Task goal |
An exact transcription of all the data is required; the pictures are to be left out.

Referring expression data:
----------
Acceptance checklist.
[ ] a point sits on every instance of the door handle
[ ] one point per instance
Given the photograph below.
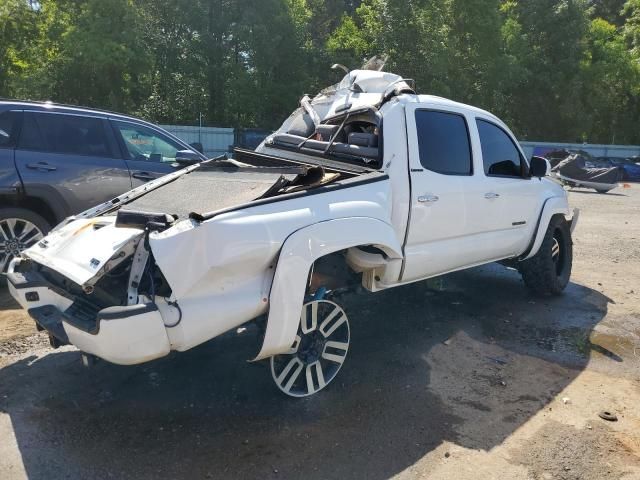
(428, 198)
(41, 166)
(143, 176)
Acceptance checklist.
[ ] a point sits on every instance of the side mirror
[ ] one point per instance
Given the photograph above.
(539, 167)
(187, 157)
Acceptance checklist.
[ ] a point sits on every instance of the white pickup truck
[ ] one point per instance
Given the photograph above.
(366, 178)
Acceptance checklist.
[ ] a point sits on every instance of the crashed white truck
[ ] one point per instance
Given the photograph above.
(367, 177)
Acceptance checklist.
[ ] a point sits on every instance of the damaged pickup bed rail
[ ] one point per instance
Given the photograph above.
(366, 181)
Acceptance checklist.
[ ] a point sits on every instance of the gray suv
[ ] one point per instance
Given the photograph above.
(56, 161)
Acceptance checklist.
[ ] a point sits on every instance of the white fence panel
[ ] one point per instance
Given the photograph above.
(622, 151)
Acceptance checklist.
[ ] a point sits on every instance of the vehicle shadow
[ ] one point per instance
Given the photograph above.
(588, 192)
(466, 359)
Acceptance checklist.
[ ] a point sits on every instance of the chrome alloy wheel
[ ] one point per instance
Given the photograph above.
(318, 352)
(16, 235)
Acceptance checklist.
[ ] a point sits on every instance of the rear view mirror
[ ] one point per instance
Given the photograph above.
(539, 167)
(187, 157)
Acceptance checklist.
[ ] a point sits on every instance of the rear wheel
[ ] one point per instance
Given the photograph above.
(549, 270)
(19, 230)
(316, 356)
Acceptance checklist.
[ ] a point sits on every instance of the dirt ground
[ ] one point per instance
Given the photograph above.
(467, 377)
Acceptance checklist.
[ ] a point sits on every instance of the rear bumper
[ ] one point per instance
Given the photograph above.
(123, 335)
----------
Exercise result |
Acceptance checklist.
[ ] a point sits on every instance of the door handle
[ ] one point per instance
Given the photograph below.
(428, 198)
(41, 166)
(143, 176)
Acceptance checklist.
[ ] a point sits on every instance of the side mirror
[ ] one point per instance
Given the photograph above.
(539, 167)
(187, 157)
Acceptance checklist.
[ ] a point sits on every instance of the white pickup truck
[ ] one point per instance
Given the photograph above.
(366, 178)
Acceptance checklist.
[ ] a point sits on every instance of the crashed white truck
[ ] one point per instance
Given the photograph above.
(367, 177)
Acceptance checklist.
[ ] a point sits on every instance of the damaged pickup bed rail
[ ] one point per instance
Given the photograph above.
(366, 181)
Acceptance checklist.
[ ] a point sits on every instance of the gray suv
[ ] one point per instance
Given the photograph above.
(56, 161)
Acceptance checklist.
[ ] a point sits on every instance of the white fence panel
[ ] one point per instance
Given the photograph above.
(622, 151)
Acceptance checklist.
[ ] a point sits on every instance of the vehicle shadow
[ ] one point per instance
Given the photograph above.
(588, 192)
(466, 359)
Acceptance checklist.
[ ] a point sits on every instance of the chrome alloy wheel
[ ] one point per instance
Given the photograph above.
(318, 352)
(16, 235)
Acceptance checklist.
[ ] a point sits on every instance of the rear view mirror
[ ] one point per instance
Given the photograph above.
(539, 167)
(187, 157)
Acceptance checklist.
[ ] a point sits on every instance of the rear wheel
[ ] one point per instance
Given the photograph above.
(549, 270)
(19, 230)
(316, 356)
Acceptance checklist.
[ ] a point sits on every instance of the dirt ground
[ ] one point per instance
Given the photograph above.
(467, 377)
Acceptance checklist.
[ ] a point sits on every instance of the rear bumper
[ ] one point per instance
Given the photograph above.
(123, 335)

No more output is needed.